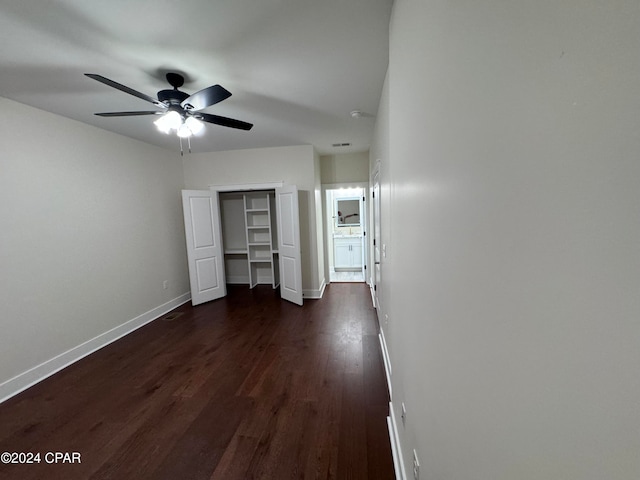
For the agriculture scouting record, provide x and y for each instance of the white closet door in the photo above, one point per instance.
(204, 245)
(288, 222)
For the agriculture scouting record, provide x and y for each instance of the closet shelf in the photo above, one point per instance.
(236, 251)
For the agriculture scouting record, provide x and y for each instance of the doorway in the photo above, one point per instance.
(346, 232)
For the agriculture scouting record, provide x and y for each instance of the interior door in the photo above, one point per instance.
(204, 245)
(376, 237)
(288, 224)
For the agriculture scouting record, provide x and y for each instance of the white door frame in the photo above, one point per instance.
(328, 241)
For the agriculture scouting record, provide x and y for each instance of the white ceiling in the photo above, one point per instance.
(296, 68)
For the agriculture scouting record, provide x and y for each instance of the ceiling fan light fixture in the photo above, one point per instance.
(195, 125)
(184, 131)
(170, 121)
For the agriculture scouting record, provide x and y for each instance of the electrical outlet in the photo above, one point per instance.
(416, 466)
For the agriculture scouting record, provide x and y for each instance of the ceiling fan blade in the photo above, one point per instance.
(128, 114)
(224, 121)
(206, 97)
(124, 88)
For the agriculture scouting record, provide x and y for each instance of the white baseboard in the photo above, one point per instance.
(21, 382)
(396, 450)
(315, 294)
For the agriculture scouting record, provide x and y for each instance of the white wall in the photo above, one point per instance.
(298, 165)
(345, 167)
(91, 225)
(515, 301)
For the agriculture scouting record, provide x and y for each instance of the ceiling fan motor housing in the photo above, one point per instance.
(172, 97)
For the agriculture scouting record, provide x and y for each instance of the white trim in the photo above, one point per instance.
(386, 361)
(315, 294)
(396, 450)
(335, 186)
(246, 186)
(24, 380)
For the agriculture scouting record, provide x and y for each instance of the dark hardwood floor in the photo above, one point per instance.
(246, 387)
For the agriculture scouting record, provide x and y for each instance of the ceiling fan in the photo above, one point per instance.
(179, 111)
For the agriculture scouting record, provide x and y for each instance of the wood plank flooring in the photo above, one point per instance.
(246, 387)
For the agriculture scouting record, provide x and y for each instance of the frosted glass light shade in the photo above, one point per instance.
(169, 121)
(184, 131)
(194, 125)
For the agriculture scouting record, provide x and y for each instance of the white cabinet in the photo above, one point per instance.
(347, 252)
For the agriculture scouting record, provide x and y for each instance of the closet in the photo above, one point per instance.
(250, 238)
(243, 236)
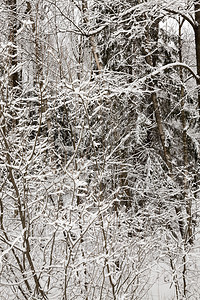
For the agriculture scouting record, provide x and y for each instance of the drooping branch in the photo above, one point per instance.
(171, 66)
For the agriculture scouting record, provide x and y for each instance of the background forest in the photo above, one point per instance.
(99, 149)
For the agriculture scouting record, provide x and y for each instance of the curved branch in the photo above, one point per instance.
(172, 65)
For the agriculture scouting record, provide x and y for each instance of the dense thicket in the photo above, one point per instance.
(99, 149)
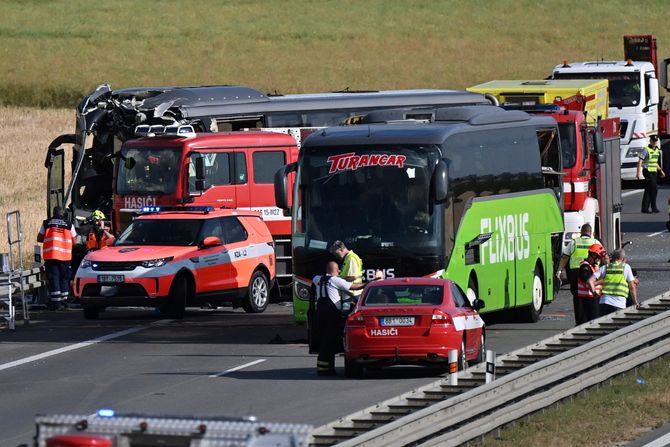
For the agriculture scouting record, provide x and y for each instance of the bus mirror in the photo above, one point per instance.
(281, 185)
(129, 163)
(200, 169)
(441, 181)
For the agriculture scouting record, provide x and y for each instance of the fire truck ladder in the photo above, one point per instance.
---
--- YOUR GOAL ---
Without including the pictures, reproduce all entries exactly.

--- RIGHT ANSWER ---
For the agriculture scouting record, provide x and y for each instance of the white closet door in the photo above, one point per instance.
(204, 245)
(288, 222)
For the agriculture scouting record, provide x and y for each instance of the closet shelf in the photo above, one point per instance.
(236, 251)
For the agriculture scouting record, provide x and y for each instance of the doorway in the photo above, one point per instance.
(346, 232)
For the agriculture scouting record, provide x and y for each instance of the interior door in the photo above, one point per instance.
(204, 245)
(376, 237)
(288, 224)
For the agriculture scouting record, provide x and y for each instance of the white door frame in the photo above, one point per instance.
(328, 241)
For the agriculture scouting record, provide x and y for each instance of the white ceiling in the photo above, one point per instance.
(296, 68)
For the agriculture scouting record, provide x and y for each instance of the ceiling fan light fixture in the photo above, one point per instance.
(195, 125)
(184, 131)
(170, 121)
For the agriculture scouting record, provide x and y for each instance of the electrical outlet in the photo above, one point per instance.
(416, 466)
For the agriculture scouting record, provide x and y for each instance of the ceiling fan blade in the photo above, one point per instance.
(128, 114)
(224, 121)
(206, 97)
(124, 88)
For the agriculture scouting record, provide x and y for each instance of the white baseboard in the photo above, one point per instance.
(21, 382)
(396, 450)
(315, 294)
For the agriculture scouting record, provide x and y for each instance of the white wall in the photo above, one point per instance.
(298, 165)
(345, 167)
(91, 225)
(515, 301)
For the agriculture scouting record, provide x and y for each instance of the ceiling fan motor housing in the photo above, one point per instance.
(172, 97)
For the agriculture scouting record, provide x and y for each instance of the white trim in the photo above, one point per instance.
(386, 361)
(315, 294)
(396, 450)
(335, 186)
(246, 186)
(24, 380)
For the agriculture scouting record, provide x and y for each instance of the dark hardwood floor in the photo above, one point per instance.
(246, 387)
For the agriculture scouting record, provide x and y for each instance of the ceiling fan in the photo above, one point per instance.
(179, 111)
For the agriculture scouting record, provide x and y for each instance of the wood plank flooring in the photo above, one point per instance.
(246, 387)
For the agriculture scouting record, provide x and y for each instance of the frosted glass light shade in the photo above, one point per instance.
(169, 121)
(184, 131)
(194, 125)
For the agriculture scouting record, provide x and y for each instance of the white cabinet in the photo above, one point per instance.
(347, 252)
For the agriculture scouting record, provide x and y for each instance of the closet in the photo above, one point per instance.
(250, 238)
(243, 236)
For the agriculture scouting record, provide x and y for each instance of the drooping branch in the photo above, one point per instance.
(171, 66)
For the agriculture scouting record, provide x and y for each instance of the background forest in the photo above, one point per instance.
(99, 149)
For the agriculture scouting record, provide x and y for each instance of the curved branch in the photo above, one point per instance.
(172, 65)
For the agriculture scouting record, provide x and y for each instance of the dense thicket in the photo above, one point per instance.
(99, 149)
For the agriculture scouting record, provide x and y for each instance of the bus mirror in the photo above, one point per instance.
(281, 185)
(129, 163)
(200, 169)
(441, 181)
For the agriculture scouting record, provide x and y for each instance of the fire truck ladder in the photo above, one point per instance.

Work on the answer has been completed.